▶ _PROVIDED DATA_:
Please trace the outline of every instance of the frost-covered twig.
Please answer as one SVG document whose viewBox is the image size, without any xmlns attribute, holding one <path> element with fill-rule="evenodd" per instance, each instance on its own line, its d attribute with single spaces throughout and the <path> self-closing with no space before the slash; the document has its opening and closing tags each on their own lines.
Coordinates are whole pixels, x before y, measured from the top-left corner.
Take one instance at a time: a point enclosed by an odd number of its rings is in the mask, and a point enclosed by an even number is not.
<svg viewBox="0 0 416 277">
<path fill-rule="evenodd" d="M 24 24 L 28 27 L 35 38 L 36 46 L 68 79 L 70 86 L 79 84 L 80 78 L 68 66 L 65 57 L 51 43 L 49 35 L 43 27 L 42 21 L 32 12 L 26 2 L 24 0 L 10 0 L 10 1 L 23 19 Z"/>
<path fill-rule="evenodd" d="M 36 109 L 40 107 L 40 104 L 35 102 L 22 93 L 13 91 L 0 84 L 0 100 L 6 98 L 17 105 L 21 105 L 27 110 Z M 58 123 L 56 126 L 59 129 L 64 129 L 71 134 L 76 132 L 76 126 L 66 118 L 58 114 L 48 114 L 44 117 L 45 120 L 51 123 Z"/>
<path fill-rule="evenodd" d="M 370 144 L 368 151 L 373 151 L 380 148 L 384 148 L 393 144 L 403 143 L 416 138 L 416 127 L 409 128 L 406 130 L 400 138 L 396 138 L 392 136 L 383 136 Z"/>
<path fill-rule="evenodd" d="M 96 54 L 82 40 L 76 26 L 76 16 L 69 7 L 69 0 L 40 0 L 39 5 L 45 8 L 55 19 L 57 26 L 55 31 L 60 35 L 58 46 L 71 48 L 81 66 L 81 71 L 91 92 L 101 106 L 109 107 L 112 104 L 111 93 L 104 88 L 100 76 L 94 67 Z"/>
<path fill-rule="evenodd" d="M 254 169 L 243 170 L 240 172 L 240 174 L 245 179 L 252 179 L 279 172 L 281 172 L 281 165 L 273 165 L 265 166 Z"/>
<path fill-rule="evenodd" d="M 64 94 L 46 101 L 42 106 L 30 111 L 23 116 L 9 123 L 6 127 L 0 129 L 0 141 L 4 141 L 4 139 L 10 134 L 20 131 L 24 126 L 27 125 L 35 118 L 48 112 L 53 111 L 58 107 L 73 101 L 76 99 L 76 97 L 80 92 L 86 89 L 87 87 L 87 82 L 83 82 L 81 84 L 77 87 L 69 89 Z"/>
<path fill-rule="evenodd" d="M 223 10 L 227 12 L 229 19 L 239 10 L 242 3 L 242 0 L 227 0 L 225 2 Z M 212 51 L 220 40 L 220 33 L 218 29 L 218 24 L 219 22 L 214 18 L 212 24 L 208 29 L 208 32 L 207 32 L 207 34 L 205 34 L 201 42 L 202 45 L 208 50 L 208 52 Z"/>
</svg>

▶ _TASK TO CARRY OUT_: Copy out every line of the material above without any alteration.

▶ _WRITTEN REPLY_:
Please trace the outline of every instance of the frost-covered twig.
Please answer as one SVG document whose viewBox is the image size, without any xmlns attribute, holding one <path> element with fill-rule="evenodd" per instance, each instance on its own line, its d attribute with single spaces throughout and the <path> self-closing with no space before the slash; the document has its opening and closing tags each on their own lines.
Coordinates are whole pixels, x before y, measured from the top-left corner.
Take one instance at a time: a point enclosed by an odd number of its rings is in the mask, and a point enclosed by an even number is not.
<svg viewBox="0 0 416 277">
<path fill-rule="evenodd" d="M 24 24 L 28 27 L 35 38 L 36 46 L 68 79 L 70 86 L 79 84 L 80 78 L 68 66 L 65 57 L 51 43 L 49 35 L 43 27 L 42 21 L 32 12 L 26 2 L 24 0 L 10 0 L 10 1 L 23 19 Z"/>
<path fill-rule="evenodd" d="M 36 109 L 40 107 L 40 104 L 35 102 L 22 93 L 13 91 L 0 84 L 0 100 L 6 98 L 17 105 L 21 105 L 27 110 Z M 58 123 L 56 126 L 59 129 L 64 129 L 71 134 L 76 132 L 76 126 L 66 118 L 58 114 L 48 114 L 44 117 L 45 120 L 51 123 Z"/>
<path fill-rule="evenodd" d="M 370 144 L 368 151 L 373 151 L 380 148 L 384 148 L 393 144 L 403 143 L 416 138 L 416 127 L 409 128 L 406 130 L 400 138 L 396 138 L 392 136 L 383 136 Z"/>
<path fill-rule="evenodd" d="M 96 54 L 82 40 L 76 26 L 76 16 L 69 7 L 69 0 L 40 0 L 39 5 L 45 8 L 55 19 L 57 26 L 55 31 L 60 35 L 58 46 L 71 48 L 81 66 L 81 71 L 91 92 L 101 106 L 109 107 L 112 104 L 111 93 L 104 88 L 100 76 L 94 67 Z"/>
<path fill-rule="evenodd" d="M 254 169 L 243 170 L 240 172 L 240 174 L 245 179 L 252 179 L 279 172 L 281 172 L 281 165 L 273 165 L 265 166 Z"/>
<path fill-rule="evenodd" d="M 64 94 L 46 101 L 42 106 L 30 111 L 23 116 L 9 123 L 6 127 L 0 129 L 0 141 L 4 141 L 4 139 L 10 134 L 20 131 L 24 126 L 27 125 L 35 118 L 48 112 L 53 111 L 58 107 L 73 101 L 76 99 L 76 97 L 80 92 L 86 89 L 87 87 L 87 82 L 83 82 L 81 84 L 77 87 L 69 89 Z"/>
<path fill-rule="evenodd" d="M 223 10 L 227 12 L 229 19 L 239 10 L 242 3 L 242 0 L 227 0 L 225 2 Z M 212 51 L 220 40 L 220 33 L 218 29 L 218 24 L 219 22 L 214 18 L 212 24 L 208 29 L 208 32 L 207 32 L 207 34 L 205 34 L 201 42 L 202 45 L 208 50 L 208 52 Z"/>
</svg>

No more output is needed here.